## [Problem description]
Copy the listing below word for word, starting at its first line and ending with the line that contains "x=144, y=45".

## [Supplied information]
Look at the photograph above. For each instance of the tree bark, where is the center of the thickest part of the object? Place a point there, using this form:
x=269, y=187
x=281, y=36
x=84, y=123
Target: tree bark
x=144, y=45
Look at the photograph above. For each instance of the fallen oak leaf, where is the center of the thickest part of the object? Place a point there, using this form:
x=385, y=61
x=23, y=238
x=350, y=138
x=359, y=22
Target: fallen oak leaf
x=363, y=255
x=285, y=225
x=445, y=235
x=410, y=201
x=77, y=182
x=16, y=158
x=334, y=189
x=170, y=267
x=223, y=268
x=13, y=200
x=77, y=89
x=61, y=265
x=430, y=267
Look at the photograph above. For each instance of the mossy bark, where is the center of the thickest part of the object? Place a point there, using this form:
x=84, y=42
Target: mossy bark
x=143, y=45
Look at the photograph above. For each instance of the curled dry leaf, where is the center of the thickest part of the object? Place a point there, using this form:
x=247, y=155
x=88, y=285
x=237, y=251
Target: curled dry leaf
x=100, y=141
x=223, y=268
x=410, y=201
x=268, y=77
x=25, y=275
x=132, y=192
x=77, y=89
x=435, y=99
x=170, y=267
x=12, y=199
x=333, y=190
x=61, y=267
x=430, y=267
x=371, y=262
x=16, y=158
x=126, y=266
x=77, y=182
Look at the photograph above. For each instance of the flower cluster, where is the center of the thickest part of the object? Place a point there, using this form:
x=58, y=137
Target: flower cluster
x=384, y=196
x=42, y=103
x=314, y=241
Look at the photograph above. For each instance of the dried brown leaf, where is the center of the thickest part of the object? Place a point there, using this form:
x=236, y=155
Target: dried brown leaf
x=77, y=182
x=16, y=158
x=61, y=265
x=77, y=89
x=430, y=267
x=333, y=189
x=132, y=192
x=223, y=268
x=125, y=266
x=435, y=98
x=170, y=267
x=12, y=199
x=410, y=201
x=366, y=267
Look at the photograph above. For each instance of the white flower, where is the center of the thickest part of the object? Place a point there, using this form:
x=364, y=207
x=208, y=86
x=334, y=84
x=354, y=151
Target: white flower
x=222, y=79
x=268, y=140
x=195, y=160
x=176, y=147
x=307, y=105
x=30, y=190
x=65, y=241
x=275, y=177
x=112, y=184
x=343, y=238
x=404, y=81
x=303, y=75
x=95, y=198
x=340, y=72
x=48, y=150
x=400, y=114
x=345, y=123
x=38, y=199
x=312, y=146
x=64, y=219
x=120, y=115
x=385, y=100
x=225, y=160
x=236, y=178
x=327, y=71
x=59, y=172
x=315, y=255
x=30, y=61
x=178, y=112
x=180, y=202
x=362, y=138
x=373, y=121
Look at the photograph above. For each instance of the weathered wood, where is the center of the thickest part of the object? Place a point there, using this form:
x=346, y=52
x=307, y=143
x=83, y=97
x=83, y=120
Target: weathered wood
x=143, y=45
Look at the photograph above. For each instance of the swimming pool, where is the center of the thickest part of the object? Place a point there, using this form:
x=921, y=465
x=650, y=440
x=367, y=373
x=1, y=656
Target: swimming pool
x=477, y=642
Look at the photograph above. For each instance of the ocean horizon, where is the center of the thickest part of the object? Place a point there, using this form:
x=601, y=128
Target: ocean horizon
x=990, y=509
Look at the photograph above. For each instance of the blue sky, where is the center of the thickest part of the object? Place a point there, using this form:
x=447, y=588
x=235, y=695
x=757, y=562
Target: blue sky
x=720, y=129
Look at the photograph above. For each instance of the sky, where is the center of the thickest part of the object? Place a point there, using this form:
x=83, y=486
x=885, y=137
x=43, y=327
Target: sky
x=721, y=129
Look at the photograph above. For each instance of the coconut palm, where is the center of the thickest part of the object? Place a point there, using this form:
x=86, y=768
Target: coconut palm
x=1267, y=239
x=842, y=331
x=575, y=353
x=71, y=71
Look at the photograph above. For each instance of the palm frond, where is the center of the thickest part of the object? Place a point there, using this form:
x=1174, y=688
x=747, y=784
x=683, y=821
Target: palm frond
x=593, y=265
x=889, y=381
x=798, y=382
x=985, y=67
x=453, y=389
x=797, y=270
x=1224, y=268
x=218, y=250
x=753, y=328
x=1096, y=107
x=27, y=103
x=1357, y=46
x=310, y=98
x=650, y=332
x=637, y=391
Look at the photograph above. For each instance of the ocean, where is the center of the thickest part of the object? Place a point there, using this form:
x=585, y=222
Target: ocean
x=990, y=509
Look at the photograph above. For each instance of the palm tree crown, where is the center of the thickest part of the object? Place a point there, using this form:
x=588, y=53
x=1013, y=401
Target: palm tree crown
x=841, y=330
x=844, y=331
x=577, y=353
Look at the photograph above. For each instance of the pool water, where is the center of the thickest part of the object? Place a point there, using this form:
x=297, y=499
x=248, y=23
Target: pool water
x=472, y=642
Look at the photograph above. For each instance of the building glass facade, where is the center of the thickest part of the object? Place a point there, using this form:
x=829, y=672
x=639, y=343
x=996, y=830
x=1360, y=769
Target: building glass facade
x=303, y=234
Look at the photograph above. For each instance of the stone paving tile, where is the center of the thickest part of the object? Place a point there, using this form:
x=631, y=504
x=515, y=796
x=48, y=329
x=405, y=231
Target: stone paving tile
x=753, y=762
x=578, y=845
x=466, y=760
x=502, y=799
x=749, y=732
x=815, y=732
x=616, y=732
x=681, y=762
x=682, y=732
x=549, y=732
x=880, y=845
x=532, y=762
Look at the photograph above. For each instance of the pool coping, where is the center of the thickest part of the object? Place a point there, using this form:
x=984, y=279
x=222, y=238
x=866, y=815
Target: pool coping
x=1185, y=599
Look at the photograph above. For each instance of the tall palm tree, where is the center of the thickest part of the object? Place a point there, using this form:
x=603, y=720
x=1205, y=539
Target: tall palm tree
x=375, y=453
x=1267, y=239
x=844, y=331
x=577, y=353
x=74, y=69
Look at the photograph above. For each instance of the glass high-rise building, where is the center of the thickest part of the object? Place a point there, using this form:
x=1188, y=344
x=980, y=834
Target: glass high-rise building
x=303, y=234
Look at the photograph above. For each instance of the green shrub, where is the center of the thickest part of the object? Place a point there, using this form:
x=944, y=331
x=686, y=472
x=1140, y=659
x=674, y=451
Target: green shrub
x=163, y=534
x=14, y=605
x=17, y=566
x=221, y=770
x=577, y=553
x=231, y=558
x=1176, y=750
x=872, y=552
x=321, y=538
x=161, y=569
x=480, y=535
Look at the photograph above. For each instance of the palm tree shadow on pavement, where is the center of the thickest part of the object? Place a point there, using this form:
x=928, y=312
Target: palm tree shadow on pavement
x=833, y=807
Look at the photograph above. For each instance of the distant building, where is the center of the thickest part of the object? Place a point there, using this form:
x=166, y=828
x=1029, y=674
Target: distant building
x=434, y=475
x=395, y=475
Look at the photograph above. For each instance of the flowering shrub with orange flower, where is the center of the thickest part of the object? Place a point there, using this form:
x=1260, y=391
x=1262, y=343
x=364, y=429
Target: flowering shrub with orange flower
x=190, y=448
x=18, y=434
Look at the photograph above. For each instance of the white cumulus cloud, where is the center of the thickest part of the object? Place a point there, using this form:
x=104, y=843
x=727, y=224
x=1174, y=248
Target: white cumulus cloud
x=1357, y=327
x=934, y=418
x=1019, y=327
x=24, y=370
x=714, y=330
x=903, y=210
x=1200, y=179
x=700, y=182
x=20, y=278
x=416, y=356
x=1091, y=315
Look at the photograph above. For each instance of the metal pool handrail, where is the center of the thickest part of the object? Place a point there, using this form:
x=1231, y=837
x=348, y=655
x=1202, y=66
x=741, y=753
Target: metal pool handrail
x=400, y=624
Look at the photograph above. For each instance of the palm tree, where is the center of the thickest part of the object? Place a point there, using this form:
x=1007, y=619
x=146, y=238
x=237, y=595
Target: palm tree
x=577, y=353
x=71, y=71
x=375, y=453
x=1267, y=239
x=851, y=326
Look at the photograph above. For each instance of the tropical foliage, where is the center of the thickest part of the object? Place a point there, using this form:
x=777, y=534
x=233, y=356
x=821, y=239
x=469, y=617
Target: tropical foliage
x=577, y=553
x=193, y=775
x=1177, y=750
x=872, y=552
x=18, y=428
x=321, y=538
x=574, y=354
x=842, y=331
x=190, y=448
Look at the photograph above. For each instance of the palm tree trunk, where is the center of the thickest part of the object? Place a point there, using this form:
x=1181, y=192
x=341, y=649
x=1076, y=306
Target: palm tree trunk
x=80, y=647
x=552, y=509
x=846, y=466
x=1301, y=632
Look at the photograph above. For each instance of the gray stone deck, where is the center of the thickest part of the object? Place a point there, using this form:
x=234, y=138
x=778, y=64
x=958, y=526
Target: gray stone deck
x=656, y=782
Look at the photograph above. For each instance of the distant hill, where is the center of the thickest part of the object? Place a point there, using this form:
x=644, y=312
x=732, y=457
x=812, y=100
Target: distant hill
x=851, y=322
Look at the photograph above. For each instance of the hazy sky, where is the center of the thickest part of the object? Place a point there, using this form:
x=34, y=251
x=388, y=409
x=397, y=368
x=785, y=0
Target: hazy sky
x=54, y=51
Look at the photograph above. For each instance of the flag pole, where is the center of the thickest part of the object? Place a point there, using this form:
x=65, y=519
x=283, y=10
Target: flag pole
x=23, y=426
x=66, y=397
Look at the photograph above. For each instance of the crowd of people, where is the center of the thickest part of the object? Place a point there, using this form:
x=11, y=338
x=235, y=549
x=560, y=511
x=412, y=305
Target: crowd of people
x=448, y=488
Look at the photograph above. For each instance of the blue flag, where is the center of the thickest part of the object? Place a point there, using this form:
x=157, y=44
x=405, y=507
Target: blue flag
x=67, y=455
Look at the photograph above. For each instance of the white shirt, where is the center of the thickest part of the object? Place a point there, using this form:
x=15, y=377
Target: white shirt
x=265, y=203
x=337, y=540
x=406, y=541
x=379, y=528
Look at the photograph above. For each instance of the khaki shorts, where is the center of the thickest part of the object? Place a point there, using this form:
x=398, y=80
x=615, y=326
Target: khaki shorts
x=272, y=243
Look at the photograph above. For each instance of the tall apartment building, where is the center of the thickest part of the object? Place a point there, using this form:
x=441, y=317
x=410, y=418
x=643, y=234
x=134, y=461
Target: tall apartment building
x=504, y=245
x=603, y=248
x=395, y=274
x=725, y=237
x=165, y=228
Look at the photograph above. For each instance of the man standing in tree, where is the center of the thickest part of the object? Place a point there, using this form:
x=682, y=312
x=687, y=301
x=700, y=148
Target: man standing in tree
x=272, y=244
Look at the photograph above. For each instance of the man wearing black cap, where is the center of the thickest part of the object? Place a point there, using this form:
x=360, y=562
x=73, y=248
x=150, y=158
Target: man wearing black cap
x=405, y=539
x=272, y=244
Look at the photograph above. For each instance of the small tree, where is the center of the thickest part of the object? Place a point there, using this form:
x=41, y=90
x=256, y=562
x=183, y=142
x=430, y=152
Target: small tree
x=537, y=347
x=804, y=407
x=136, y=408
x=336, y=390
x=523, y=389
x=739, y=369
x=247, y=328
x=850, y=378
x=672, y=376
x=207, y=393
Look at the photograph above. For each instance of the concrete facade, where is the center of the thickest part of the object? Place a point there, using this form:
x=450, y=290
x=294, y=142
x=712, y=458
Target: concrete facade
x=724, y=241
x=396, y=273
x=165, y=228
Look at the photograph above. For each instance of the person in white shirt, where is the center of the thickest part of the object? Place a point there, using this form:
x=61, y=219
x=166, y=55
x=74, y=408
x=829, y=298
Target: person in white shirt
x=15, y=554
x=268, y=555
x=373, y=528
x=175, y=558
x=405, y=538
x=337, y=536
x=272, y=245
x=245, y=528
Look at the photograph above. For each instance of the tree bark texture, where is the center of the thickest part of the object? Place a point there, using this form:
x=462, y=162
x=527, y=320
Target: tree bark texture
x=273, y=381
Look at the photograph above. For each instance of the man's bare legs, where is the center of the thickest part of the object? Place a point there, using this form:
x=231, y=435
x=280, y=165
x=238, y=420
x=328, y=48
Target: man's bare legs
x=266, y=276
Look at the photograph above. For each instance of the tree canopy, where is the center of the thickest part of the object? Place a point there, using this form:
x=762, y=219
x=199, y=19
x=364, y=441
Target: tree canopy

## [Correct response]
Look at the photograph above. For each instance of the tree bark, where is the center of the thickest part of the object? Place a point there, using this form:
x=269, y=187
x=281, y=36
x=84, y=123
Target: tree bark
x=144, y=45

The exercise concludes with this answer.